● DESCRIPTION OF THE TASK
Please retype all of the entries below word for word, keeping every line and its spacing unchanged.

'''

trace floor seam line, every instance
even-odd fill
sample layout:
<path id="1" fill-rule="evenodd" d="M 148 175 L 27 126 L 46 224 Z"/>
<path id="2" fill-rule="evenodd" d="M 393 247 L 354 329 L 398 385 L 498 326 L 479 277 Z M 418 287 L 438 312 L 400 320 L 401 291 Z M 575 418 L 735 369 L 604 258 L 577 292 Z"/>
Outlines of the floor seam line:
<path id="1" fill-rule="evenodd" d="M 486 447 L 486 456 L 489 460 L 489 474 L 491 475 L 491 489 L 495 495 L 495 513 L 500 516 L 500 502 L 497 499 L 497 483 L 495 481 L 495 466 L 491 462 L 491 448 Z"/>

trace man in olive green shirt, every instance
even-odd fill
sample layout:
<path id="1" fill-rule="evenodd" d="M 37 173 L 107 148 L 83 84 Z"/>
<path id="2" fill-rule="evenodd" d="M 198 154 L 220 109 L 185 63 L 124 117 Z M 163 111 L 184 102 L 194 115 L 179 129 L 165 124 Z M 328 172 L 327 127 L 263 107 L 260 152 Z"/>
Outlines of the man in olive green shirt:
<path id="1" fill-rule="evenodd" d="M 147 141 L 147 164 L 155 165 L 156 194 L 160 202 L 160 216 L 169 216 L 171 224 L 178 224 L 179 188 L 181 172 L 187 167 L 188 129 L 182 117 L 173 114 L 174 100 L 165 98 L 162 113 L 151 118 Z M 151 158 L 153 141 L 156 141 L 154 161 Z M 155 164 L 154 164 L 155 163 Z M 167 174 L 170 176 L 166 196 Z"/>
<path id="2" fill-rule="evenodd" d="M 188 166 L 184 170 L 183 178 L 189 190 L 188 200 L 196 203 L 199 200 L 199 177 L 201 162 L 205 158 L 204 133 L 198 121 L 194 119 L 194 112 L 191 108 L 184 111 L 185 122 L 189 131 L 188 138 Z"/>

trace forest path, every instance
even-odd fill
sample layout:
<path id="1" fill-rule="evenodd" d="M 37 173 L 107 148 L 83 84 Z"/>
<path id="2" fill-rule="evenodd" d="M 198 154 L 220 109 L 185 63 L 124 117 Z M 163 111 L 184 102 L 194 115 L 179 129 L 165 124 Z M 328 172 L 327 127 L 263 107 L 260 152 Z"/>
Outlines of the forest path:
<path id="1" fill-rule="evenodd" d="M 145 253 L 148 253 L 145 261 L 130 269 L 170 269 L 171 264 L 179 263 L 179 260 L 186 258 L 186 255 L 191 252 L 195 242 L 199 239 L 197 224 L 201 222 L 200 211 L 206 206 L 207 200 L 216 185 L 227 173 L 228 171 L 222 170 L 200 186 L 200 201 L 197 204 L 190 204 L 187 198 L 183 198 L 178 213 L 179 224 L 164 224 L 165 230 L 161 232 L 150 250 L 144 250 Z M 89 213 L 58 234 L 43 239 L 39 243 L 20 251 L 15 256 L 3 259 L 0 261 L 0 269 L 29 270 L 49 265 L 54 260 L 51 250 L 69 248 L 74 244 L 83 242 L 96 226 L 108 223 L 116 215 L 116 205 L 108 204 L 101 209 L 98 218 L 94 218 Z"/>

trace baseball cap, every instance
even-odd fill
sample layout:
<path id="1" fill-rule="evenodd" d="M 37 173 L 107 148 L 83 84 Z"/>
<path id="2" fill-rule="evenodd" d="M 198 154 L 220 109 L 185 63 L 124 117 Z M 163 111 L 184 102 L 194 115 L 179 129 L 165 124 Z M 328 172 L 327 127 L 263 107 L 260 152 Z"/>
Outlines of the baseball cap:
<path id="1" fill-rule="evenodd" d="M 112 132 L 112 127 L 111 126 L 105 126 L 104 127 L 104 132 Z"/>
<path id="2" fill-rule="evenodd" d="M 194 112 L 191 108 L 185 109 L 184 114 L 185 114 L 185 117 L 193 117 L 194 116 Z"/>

'''

● WRITTEN SOLUTION
trace floor seam line, every instance
even-odd fill
sample layout:
<path id="1" fill-rule="evenodd" d="M 148 175 L 27 126 L 46 224 Z"/>
<path id="2" fill-rule="evenodd" d="M 393 247 L 354 329 L 398 385 L 498 326 L 479 277 Z M 418 287 L 438 312 L 400 320 L 401 291 Z M 575 418 L 735 369 L 604 258 L 577 292 Z"/>
Outlines of the floor seam line:
<path id="1" fill-rule="evenodd" d="M 486 447 L 486 456 L 489 460 L 489 474 L 491 475 L 491 489 L 495 495 L 495 513 L 500 516 L 500 502 L 497 499 L 497 483 L 495 481 L 495 466 L 491 462 L 491 448 Z"/>

trace man in olive green shirt, every instance
even-odd fill
sample layout:
<path id="1" fill-rule="evenodd" d="M 37 173 L 107 148 L 83 84 Z"/>
<path id="2" fill-rule="evenodd" d="M 198 154 L 220 109 L 185 63 L 124 117 Z M 163 111 L 184 102 L 194 115 L 179 129 L 165 124 Z M 328 172 L 327 127 L 263 107 L 260 152 Z"/>
Outlines of the man in olive green shirt:
<path id="1" fill-rule="evenodd" d="M 147 141 L 147 164 L 155 165 L 156 194 L 160 202 L 160 216 L 169 216 L 171 224 L 178 224 L 179 188 L 181 172 L 187 167 L 188 129 L 182 117 L 173 114 L 174 100 L 165 98 L 162 113 L 151 118 Z M 151 158 L 153 141 L 156 141 L 154 161 Z M 155 164 L 154 164 L 155 163 Z M 167 174 L 170 176 L 166 196 Z"/>
<path id="2" fill-rule="evenodd" d="M 188 166 L 184 170 L 183 178 L 189 190 L 188 200 L 196 203 L 199 200 L 199 177 L 201 162 L 205 158 L 204 133 L 198 121 L 194 119 L 194 112 L 191 108 L 184 111 L 185 122 L 189 131 L 188 138 Z"/>

trace forest path, every instance
even-odd fill
sample layout:
<path id="1" fill-rule="evenodd" d="M 37 173 L 107 148 L 83 84 Z"/>
<path id="2" fill-rule="evenodd" d="M 198 154 L 220 109 L 185 63 L 124 117 Z M 163 111 L 184 102 L 194 115 L 179 129 L 165 124 Z M 328 172 L 327 127 L 263 107 L 260 152 Z"/>
Outlines of the forest path:
<path id="1" fill-rule="evenodd" d="M 145 253 L 148 253 L 145 261 L 130 269 L 170 269 L 171 264 L 179 263 L 179 260 L 186 258 L 186 255 L 191 252 L 195 242 L 199 239 L 197 224 L 201 222 L 200 211 L 206 206 L 207 200 L 216 185 L 227 173 L 228 171 L 222 170 L 200 186 L 200 201 L 197 204 L 190 204 L 187 198 L 183 198 L 178 213 L 179 224 L 164 224 L 165 230 L 161 232 L 150 250 L 144 250 Z M 89 213 L 58 234 L 43 239 L 39 243 L 20 251 L 15 256 L 3 259 L 0 261 L 0 269 L 29 270 L 49 265 L 54 260 L 51 250 L 69 248 L 74 244 L 83 242 L 96 226 L 108 223 L 116 215 L 116 205 L 108 204 L 101 209 L 98 218 L 94 218 Z"/>

trace baseball cap, every instance
even-odd fill
sample layout:
<path id="1" fill-rule="evenodd" d="M 37 173 L 107 148 L 83 84 Z"/>
<path id="2" fill-rule="evenodd" d="M 198 154 L 220 109 L 185 63 L 124 117 Z M 163 111 L 184 102 L 194 115 L 179 129 L 165 124 Z M 328 172 L 327 127 L 263 107 L 260 152 Z"/>
Outlines of the baseball cap:
<path id="1" fill-rule="evenodd" d="M 112 132 L 112 127 L 111 126 L 105 126 L 104 127 L 104 132 Z"/>
<path id="2" fill-rule="evenodd" d="M 194 112 L 191 108 L 185 109 L 184 114 L 185 114 L 185 117 L 193 117 L 194 116 Z"/>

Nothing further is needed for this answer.